▶ [TASK OBJECTIVE]: Reproduce the listing word for word, from its first line through the line that contains "[[258, 237], [310, 238], [310, 124], [303, 119], [257, 129]]", including both of those lines and nothing after them.

▶ [MATERIAL SUPPLIED]:
• • •

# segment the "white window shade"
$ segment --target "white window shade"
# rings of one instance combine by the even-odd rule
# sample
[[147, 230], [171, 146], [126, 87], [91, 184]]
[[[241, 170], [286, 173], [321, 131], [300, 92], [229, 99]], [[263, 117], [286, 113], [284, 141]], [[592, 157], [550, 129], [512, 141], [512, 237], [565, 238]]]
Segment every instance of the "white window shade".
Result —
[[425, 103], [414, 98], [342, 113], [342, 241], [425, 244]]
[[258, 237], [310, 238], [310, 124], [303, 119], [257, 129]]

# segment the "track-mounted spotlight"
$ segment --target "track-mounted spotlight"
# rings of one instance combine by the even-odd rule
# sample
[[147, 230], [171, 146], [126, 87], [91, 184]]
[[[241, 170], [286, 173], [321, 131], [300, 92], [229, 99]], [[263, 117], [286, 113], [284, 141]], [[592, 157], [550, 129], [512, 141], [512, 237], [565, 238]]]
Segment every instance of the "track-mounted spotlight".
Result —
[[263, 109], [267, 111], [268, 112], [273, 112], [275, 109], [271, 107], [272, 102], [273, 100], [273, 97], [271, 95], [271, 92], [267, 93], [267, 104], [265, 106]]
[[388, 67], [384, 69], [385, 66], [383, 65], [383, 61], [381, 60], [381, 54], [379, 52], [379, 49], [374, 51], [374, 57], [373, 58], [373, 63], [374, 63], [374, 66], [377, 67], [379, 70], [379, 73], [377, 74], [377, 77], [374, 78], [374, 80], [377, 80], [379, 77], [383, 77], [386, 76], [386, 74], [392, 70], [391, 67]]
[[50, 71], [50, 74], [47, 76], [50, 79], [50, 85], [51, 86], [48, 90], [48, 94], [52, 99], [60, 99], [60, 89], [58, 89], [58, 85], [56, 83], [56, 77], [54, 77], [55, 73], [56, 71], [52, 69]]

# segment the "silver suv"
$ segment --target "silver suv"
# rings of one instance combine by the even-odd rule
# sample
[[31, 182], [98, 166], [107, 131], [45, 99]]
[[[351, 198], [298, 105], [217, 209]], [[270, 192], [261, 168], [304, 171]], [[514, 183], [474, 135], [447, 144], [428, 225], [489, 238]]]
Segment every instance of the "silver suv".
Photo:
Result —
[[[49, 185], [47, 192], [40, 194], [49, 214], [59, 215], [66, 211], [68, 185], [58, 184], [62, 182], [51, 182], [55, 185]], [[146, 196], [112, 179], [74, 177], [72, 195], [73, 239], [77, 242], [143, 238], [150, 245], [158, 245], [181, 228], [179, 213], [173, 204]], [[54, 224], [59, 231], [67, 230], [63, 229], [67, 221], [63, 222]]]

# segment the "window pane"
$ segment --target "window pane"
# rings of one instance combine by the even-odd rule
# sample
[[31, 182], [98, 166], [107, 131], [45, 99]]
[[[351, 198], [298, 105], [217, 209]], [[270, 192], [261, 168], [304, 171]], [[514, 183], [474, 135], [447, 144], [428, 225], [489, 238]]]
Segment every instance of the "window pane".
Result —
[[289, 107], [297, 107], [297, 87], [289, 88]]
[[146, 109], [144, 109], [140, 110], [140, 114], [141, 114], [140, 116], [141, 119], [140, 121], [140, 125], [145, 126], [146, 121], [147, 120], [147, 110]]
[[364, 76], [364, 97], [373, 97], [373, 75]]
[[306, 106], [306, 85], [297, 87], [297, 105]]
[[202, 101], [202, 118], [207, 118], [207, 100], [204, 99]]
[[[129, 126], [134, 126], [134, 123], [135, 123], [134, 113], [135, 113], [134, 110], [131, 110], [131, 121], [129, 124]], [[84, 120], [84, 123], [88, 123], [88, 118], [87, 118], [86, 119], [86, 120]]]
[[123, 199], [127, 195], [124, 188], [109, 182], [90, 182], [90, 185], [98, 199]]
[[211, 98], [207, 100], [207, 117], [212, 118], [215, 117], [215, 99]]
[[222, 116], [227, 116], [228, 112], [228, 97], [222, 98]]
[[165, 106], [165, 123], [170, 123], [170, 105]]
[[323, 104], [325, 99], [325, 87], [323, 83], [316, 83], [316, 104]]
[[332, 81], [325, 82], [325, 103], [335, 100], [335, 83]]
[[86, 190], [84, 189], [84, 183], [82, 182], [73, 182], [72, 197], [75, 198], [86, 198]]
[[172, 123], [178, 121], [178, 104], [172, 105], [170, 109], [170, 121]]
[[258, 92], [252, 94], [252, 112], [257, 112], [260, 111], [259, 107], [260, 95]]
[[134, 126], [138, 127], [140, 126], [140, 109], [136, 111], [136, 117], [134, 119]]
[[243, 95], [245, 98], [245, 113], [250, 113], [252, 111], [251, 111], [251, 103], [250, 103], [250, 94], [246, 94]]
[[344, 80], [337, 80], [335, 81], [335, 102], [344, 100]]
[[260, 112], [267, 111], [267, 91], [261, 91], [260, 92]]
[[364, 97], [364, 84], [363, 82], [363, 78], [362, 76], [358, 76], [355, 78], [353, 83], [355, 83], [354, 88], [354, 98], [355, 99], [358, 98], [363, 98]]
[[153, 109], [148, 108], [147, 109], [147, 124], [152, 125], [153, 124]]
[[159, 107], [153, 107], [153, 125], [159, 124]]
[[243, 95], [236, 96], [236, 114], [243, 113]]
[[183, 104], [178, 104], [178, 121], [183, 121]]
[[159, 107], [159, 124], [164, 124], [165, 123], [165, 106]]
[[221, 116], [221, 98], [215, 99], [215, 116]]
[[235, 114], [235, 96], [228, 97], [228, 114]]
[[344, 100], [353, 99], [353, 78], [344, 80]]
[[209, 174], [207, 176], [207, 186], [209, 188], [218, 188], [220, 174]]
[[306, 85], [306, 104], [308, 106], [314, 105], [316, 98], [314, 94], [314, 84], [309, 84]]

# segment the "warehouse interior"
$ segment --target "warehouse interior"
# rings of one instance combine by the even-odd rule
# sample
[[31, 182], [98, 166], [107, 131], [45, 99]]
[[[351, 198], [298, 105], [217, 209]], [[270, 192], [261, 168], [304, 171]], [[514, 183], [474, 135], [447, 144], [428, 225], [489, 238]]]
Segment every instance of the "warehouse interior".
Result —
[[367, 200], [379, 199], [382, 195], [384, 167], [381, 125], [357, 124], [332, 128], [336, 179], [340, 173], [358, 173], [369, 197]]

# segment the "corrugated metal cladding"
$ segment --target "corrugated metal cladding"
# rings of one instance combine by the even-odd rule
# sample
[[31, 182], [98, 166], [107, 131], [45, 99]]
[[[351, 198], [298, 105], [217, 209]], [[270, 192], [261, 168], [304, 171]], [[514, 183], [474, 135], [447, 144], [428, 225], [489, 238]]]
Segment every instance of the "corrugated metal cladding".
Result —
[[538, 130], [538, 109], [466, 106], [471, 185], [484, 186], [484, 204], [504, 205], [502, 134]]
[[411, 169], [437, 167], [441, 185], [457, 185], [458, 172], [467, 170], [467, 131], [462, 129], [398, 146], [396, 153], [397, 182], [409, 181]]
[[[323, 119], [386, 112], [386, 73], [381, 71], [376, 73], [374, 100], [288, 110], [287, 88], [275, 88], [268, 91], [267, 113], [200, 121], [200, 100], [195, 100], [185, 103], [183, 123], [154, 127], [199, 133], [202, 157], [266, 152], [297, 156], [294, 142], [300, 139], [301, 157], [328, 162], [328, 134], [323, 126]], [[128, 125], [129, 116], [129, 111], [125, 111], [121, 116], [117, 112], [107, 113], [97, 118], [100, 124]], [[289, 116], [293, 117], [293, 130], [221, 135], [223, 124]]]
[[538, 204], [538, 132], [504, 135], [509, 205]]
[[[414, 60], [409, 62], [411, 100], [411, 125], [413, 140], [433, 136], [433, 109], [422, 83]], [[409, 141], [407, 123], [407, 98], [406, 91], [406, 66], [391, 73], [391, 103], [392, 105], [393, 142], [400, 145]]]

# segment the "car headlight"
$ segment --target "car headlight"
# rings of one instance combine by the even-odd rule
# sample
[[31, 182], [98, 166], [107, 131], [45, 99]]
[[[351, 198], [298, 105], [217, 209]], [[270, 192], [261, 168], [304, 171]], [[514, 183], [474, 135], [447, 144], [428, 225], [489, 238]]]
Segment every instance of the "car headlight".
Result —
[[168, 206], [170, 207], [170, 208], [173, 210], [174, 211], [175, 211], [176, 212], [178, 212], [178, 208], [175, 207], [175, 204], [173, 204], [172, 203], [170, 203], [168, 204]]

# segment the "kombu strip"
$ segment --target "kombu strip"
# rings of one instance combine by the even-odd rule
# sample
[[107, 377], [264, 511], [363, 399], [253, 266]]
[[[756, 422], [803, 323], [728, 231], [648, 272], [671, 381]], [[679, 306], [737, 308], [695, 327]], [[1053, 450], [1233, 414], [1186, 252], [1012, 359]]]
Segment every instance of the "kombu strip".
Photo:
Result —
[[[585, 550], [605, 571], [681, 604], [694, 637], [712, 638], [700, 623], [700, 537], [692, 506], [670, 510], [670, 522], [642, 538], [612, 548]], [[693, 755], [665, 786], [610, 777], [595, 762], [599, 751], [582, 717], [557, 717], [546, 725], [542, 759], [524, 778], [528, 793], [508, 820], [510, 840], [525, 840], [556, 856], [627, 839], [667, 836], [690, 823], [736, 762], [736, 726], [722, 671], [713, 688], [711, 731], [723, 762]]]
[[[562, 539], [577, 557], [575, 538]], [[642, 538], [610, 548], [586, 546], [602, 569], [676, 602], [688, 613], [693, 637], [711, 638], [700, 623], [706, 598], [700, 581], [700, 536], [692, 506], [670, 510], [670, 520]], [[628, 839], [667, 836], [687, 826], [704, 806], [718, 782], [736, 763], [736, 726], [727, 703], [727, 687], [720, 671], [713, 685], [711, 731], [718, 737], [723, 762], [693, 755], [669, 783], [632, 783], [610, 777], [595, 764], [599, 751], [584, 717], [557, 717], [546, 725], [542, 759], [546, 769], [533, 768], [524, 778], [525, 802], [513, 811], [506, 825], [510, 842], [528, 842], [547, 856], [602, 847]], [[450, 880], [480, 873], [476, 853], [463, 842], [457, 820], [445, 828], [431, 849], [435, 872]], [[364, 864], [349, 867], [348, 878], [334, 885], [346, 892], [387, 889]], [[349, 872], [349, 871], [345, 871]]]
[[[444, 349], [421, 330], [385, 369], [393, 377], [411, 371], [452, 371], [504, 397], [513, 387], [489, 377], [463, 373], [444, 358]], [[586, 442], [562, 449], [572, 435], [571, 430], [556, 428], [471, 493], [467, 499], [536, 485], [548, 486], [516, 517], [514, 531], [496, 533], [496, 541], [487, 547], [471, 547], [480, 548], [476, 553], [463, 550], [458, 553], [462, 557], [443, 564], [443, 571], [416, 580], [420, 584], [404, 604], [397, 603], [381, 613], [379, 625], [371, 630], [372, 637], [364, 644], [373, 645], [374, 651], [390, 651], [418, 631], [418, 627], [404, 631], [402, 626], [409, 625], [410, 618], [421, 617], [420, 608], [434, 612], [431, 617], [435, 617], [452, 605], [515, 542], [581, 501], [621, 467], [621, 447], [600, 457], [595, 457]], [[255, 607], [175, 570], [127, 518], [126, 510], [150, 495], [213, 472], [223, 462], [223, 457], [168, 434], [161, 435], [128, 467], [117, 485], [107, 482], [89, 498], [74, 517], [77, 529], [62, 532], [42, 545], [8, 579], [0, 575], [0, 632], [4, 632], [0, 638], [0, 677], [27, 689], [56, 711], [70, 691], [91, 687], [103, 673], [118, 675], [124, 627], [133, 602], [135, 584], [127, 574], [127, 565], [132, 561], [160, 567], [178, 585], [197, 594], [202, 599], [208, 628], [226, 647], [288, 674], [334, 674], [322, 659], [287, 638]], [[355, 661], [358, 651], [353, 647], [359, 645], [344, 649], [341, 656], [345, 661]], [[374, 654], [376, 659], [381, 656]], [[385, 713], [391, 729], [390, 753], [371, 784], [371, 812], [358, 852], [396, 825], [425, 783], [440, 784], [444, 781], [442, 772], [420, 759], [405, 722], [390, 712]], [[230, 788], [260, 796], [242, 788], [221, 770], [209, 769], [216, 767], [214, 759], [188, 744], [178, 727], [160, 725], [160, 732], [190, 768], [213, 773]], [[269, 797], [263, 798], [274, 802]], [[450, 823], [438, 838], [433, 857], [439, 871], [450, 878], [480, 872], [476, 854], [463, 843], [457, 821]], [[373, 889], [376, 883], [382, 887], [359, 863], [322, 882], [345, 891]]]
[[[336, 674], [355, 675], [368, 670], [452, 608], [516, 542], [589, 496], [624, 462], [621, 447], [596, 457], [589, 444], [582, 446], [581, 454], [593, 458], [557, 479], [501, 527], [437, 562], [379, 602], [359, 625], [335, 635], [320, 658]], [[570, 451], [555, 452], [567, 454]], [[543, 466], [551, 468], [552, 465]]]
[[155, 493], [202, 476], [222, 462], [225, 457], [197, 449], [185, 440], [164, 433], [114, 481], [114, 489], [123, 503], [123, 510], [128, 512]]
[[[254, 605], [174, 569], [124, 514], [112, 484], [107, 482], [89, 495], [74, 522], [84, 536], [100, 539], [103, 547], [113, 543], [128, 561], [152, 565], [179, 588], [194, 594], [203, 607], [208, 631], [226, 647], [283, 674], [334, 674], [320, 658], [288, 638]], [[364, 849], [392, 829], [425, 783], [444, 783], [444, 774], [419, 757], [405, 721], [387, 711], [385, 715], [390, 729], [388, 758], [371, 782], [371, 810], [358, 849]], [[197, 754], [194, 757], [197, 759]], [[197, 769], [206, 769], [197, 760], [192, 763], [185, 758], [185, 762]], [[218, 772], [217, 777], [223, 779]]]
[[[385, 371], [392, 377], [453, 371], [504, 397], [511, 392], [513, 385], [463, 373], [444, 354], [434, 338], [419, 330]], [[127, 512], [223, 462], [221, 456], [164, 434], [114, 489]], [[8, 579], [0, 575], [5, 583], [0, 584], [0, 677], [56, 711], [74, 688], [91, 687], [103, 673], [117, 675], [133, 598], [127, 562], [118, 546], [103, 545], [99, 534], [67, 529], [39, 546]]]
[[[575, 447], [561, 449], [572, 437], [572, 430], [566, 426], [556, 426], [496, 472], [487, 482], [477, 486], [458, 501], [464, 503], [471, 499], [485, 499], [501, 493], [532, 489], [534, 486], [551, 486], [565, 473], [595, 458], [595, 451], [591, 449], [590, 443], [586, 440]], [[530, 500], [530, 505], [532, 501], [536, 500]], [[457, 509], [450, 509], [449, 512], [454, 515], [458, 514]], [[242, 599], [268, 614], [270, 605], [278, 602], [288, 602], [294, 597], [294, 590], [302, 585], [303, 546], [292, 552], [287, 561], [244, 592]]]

• • •

▶ [IN RESPONSE]:
# segment the "white window shade"
$ segment --target "white window shade"
# rings of one instance combine by the even-odd rule
# sample
[[147, 230], [171, 146], [126, 87], [91, 184]]
[[[241, 170], [286, 173], [321, 131], [300, 92], [229, 99]], [[263, 117], [286, 113], [284, 141]], [[592, 157], [550, 129], [512, 141], [512, 237], [565, 238]]]
Segment every instance of the "white window shade".
Result —
[[425, 103], [414, 98], [342, 113], [342, 241], [425, 244]]
[[258, 237], [310, 238], [310, 124], [303, 119], [257, 129]]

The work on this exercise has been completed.